(WHAT THE EXERCISE ASKS) In the records below, find the line containing "Target: black glove"; copy exactly that line and all lines after it to the end, and nothing else.

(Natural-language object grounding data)
BEGIN

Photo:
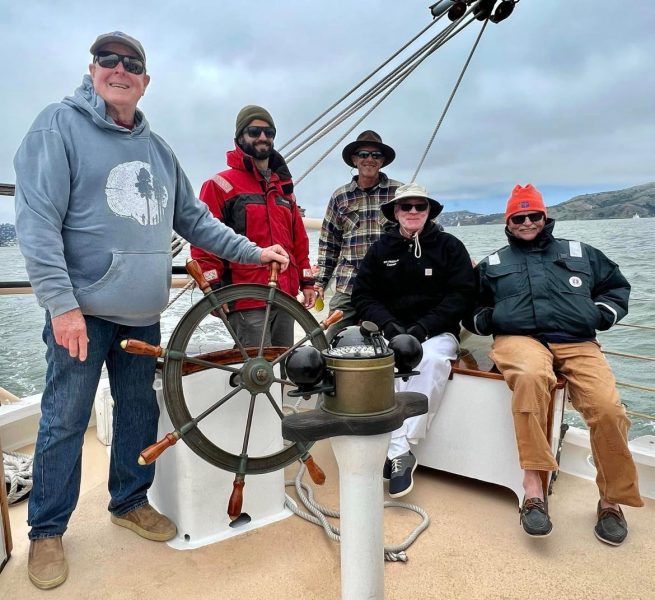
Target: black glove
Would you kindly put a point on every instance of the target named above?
(418, 331)
(392, 329)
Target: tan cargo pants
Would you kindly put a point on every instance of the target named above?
(529, 370)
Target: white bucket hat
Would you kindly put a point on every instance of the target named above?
(411, 190)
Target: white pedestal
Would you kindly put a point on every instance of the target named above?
(360, 460)
(194, 493)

END

(WRITTEN ANSWER)
Target: black glove
Would you kindly put a point on every instance of the target named above?
(418, 331)
(392, 329)
Target: tan cargo pants
Would you kindly put a point on every instance of the target named above?
(529, 370)
Target: white bucket hat
Would you kindly put a point on every instance of the target named above?
(411, 190)
Target: white pedestal
Would you kindly put a point on every instance of the target named above?
(360, 460)
(194, 493)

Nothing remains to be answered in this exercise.